[start PAGE EXCERPT]
That was just the way most mock drafts had them, all four assumed to be future stars.
Six years later, Carr is a backup QB with the Giants, his third team; Harrington also is on his third team; and Williams is out of the NFL. Even Peppers, a star early, has had back-to-back bad seasons, and his former North Carolina teammate, defensive tackle Ryan Sims, taken sixth by Kansas City, is another major failure.
If the draft has become the NFL's second-most anticipated event after the Super Bowl, it's also one in which many "future Hall of Famers" turn out to be duds. These days, the increasing number of people writing, reporting and blogging about the NFL turn out mock draft after mock draft, some starting as early as the week after the Super Bowl.
Nor does analysis stop after the draft. Every team is graded instantly. The results are haphazard, of course &
no one can analyze a draft the day it happens, including the people doing the drafting.
"We're giving these guys grades and they haven't even taken any classes or exams yet," laughs Bill Polian, the president of the Colts, whose success rate is as good as anyone's in nearly a quarter century with Buffalo, Carolina and Indianapolis.
The current example is the New York Giants, whose surprise run to a title last season probably wouldn't have happened without the rookies. Seven made significant contributions in the playoffs, including running back Ahmad Bradshaw, the 250th of 255 players chosen.
Yet they were ranked at the bottom in many post-draft "report cards" issued immediately after last year's selections.
"We just did what we always do, evaluate everything our scouts and coaches tell us, then put it together and make a choice," says Jerry Reese, who last year wore two hats: rookie general manager and in his old job as player personnel director.
[end PAGE EXCERPT]
[start DATA PROVIDED]
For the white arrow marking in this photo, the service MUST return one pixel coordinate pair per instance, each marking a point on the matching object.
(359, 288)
[end DATA PROVIDED]
_YOUR TASKS_
a) Using the NFL draft text, answer each question below on its own line, marked (i), (ii) and (iii).
(i) Which team selected Ryan Sims, and at what position in the draft?
(ii) What position does Bill Polian hold with the Colts?
(iii) Where was Ahmad Bradshaw chosen among the players selected?
b) Reproduce everything in the NFL draft text from "Yet they were" down to "player personnel director.", word for word.

_SOLVED PROBLEMS_
a)
(i) Kansas City selected him sixth.
(ii) He is the president of the Colts.
(iii) He was the 250th of 255 players chosen.

b)
Yet they were ranked at the bottom in many post-draft "report cards" issued immediately after last year's selections.
"We just did what we always do, evaluate everything our scouts and coaches tell us, then put it together and make a choice," says Jerry Reese, who last year wore two hats: rookie general manager and in his old job as player personnel director.